SOURCE ▸
++++++
Carolina Beach Town Councilman Bob Lewis says he made a mistake voting for the road diet project last year and says Town Council didn't really know what it was getting into.

"Since we've implemented the road diet, it's really been a traffic nightmare for the residents, the business owners, the tourists, so now we're really affecting everybody," Lewis said.

Ever since the road diet slimmed down Lake Park Blvd. from four lanes to three, there have been heavy backups, which only get worse on weekends. Lewis says the diet has had no real positive impacts.

"The information we received from our consulting company on transportation consulting, I think lacked a lot of depth in the research so we came up a little short basically on what we were really voting on," Lewis said.

He says along with the safety hazards from the bike lanes, the traffic has gotten so bad that now tourists don't even want to come into town.

"They come up here to get some entertainment, but they just don't come now because the road's so bad that they just stay back in their condo or their hotel," he said.

Dylan McCleary says this is his second vacation in Carolina Beach. He says when he came two years ago, traffic was not nearly as bad.

"It feels like traffic is a little bit compacted, but my little brother felt like it was a little hard to get in and out of parking lots," McCleary said.
++++++
DATA EXTRACT ▸
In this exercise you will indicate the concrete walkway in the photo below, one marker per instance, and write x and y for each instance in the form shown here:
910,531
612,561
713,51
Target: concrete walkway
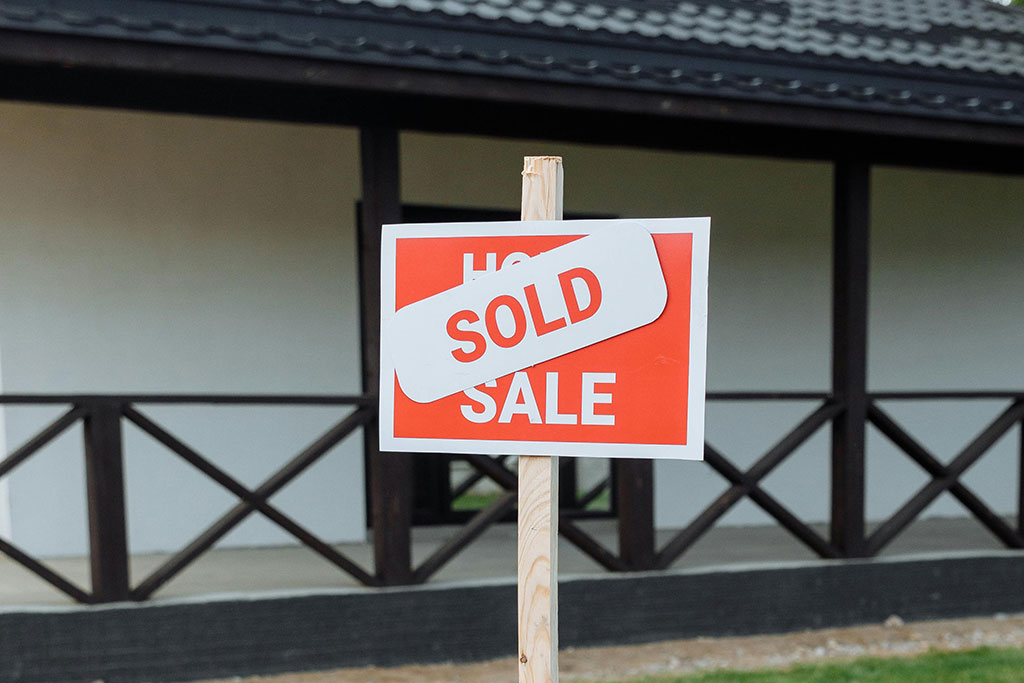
494,555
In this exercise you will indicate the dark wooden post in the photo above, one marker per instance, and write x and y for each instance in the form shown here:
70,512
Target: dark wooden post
1020,485
850,259
390,473
104,485
634,482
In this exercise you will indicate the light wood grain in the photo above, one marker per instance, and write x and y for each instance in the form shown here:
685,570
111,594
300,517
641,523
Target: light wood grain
542,200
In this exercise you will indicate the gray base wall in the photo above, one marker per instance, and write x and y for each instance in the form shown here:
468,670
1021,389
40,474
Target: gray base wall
++++++
WRITTEN PROBLEM ▸
Please write the next part of the news story about the Carolina Beach road diet, picking up after its final sentence. The entries have no part in this.

ANSWER TO THE PROBLEM ▸
However, McCleary says the traffic is not bad enough to stop him from coming back.

"It's just a destination," he said. "I don't think one road is going to change people's minds about it."

Lewis says after meeting with the North Carolina Department of Transportation a few weeks ago, the town came up with a plan to restructure the road at a cost of about $164,000.

"It's really like a hard coat slurry you put on top of this," Lewis said of the roadwork. "You don't have to grind the surface up and resurface the entire road bed, but it also provides additional value in that it's going to give us extended value of the road bed itself."

Lewis says that Town Council will have a vote tomorrow night to decide whether the road will return to four lanes. Council will also discuss the DOT's plan to restructure it.